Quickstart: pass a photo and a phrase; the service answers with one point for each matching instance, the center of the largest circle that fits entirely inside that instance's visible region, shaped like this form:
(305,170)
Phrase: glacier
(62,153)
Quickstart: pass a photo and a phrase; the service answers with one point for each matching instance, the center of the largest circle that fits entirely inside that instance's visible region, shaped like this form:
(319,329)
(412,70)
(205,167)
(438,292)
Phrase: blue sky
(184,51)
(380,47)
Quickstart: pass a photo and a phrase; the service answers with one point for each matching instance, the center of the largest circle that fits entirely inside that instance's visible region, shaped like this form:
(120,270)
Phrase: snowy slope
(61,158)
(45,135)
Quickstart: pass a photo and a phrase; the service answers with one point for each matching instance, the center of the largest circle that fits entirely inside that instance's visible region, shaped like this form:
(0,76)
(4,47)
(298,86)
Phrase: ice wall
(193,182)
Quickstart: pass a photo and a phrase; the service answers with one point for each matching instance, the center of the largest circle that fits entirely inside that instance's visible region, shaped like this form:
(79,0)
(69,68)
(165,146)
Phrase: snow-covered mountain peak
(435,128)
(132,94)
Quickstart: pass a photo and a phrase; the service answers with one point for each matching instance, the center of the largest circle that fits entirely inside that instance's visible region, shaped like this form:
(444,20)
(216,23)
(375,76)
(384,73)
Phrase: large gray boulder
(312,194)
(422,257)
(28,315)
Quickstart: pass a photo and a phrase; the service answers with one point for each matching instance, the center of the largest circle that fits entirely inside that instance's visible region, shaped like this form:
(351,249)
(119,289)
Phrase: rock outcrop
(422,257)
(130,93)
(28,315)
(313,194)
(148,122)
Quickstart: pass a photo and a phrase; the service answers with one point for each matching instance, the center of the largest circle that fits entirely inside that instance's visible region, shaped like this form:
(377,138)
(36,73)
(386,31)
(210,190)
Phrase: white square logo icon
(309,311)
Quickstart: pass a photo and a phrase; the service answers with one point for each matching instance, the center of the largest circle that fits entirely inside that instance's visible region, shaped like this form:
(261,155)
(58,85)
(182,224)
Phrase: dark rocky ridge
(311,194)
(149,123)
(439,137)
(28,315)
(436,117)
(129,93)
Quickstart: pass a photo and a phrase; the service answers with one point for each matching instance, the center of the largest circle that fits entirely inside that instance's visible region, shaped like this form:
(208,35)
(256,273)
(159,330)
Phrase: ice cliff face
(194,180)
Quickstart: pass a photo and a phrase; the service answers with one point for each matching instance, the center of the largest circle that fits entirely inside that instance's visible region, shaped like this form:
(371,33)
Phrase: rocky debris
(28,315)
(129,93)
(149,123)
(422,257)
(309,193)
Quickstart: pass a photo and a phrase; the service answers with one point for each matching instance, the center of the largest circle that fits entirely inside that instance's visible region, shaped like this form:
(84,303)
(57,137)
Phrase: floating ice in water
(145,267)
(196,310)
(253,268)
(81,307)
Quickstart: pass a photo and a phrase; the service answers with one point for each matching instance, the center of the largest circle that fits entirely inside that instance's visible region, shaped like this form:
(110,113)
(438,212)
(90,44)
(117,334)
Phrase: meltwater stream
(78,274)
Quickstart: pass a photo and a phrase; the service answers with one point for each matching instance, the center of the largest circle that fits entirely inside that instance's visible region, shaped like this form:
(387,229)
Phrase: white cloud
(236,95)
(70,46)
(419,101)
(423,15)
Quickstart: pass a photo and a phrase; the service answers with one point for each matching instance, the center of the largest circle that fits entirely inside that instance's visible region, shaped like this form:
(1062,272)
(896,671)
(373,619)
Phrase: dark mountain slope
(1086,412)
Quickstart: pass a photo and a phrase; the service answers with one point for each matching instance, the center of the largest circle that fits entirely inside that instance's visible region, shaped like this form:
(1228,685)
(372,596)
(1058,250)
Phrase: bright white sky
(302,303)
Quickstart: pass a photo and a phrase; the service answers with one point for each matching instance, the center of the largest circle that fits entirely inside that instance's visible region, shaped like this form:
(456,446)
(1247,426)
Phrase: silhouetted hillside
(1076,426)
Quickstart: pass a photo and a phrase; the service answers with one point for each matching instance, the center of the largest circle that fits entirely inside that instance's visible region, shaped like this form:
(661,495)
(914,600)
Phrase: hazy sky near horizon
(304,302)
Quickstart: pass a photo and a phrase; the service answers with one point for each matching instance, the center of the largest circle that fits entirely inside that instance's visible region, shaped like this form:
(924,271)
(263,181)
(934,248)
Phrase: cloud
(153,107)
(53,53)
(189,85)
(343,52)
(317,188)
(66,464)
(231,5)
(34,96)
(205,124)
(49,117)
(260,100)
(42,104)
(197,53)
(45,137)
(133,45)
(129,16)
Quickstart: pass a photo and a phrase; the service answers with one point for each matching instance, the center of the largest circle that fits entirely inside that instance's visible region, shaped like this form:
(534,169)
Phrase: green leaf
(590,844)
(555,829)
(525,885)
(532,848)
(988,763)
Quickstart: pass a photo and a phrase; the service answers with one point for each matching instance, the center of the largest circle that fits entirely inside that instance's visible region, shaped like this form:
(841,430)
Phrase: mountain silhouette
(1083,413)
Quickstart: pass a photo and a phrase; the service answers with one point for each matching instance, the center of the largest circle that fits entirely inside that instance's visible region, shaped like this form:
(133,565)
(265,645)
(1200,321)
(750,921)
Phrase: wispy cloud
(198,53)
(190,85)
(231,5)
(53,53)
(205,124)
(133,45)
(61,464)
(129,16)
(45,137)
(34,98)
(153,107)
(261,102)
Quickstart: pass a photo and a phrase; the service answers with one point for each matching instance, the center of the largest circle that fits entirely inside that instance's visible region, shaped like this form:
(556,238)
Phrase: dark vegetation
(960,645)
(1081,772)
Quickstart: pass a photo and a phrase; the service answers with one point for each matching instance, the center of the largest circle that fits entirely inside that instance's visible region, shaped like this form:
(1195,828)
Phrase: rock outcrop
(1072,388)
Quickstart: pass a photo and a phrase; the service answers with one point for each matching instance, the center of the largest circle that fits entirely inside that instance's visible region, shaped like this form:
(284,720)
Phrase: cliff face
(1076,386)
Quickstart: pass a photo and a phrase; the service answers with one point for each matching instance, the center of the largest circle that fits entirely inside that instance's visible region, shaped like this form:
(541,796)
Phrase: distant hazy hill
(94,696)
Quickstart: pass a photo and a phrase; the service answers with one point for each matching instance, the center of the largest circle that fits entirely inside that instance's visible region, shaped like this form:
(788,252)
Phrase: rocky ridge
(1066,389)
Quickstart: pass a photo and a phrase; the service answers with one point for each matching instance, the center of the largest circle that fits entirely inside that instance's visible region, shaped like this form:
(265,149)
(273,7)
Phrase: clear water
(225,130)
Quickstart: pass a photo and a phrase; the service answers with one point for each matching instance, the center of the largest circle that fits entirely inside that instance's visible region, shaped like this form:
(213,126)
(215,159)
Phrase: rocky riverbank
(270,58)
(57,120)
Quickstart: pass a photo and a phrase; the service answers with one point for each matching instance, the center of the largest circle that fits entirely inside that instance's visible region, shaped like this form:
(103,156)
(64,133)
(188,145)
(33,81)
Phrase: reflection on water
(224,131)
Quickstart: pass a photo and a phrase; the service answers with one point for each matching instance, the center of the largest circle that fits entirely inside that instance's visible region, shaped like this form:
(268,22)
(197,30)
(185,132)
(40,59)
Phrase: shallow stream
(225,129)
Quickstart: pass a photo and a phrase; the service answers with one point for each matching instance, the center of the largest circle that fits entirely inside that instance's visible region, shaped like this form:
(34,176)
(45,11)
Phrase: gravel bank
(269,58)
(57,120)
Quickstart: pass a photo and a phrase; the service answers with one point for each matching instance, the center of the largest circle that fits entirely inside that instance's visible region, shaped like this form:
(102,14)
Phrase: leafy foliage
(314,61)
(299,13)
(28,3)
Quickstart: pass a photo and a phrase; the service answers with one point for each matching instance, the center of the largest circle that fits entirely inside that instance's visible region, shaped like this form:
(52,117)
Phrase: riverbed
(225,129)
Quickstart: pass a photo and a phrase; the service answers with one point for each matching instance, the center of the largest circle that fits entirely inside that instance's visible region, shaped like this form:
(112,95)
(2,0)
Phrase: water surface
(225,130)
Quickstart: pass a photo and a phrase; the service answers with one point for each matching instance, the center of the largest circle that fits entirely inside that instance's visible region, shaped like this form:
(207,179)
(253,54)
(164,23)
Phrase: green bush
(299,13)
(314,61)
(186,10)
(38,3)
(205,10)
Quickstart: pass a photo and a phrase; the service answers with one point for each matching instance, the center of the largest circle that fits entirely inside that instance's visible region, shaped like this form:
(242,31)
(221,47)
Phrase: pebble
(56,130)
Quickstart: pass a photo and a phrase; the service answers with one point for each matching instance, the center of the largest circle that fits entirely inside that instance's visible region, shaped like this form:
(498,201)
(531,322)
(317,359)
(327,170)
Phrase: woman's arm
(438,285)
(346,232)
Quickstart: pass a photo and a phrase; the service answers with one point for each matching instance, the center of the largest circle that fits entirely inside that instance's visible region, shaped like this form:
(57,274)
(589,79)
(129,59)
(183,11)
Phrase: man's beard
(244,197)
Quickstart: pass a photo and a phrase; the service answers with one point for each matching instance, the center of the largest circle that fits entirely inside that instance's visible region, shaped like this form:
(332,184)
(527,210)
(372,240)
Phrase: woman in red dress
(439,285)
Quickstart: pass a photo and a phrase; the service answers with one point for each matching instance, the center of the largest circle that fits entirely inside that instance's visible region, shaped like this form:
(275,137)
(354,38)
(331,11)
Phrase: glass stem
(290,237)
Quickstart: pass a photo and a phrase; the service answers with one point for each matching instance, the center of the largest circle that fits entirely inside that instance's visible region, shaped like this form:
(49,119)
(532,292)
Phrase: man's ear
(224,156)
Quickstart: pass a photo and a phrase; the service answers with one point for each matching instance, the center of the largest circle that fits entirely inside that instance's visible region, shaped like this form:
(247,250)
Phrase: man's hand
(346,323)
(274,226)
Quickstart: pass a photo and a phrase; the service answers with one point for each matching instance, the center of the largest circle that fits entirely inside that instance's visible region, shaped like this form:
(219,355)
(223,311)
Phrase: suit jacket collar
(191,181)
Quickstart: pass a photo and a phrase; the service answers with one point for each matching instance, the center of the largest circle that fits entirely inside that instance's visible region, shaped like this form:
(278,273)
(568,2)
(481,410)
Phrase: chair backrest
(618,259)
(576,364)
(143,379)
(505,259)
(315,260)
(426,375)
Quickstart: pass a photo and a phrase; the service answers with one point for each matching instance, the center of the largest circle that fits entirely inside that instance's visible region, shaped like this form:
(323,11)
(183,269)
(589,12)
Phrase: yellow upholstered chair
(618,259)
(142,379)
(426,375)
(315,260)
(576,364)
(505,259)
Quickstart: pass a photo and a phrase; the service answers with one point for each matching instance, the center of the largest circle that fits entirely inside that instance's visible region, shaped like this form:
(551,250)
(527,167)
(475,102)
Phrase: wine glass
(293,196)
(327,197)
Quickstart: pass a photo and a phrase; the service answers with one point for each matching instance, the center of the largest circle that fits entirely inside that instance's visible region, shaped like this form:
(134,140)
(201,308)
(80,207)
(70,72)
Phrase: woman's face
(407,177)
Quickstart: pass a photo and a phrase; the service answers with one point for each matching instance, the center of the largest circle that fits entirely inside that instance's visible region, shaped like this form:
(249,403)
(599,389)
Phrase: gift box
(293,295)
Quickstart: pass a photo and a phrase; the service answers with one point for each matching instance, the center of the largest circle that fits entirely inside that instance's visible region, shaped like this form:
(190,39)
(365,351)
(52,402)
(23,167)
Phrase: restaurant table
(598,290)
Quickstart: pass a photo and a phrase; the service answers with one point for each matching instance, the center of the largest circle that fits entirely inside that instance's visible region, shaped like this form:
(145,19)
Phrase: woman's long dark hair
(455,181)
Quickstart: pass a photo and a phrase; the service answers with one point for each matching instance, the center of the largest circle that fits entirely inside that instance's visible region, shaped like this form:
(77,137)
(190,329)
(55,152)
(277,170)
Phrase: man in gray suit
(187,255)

____

Count the lines in the rows above that contain the string "slope", treating uppercase and lowercase as different, and reply with only that number.

Expected answer
2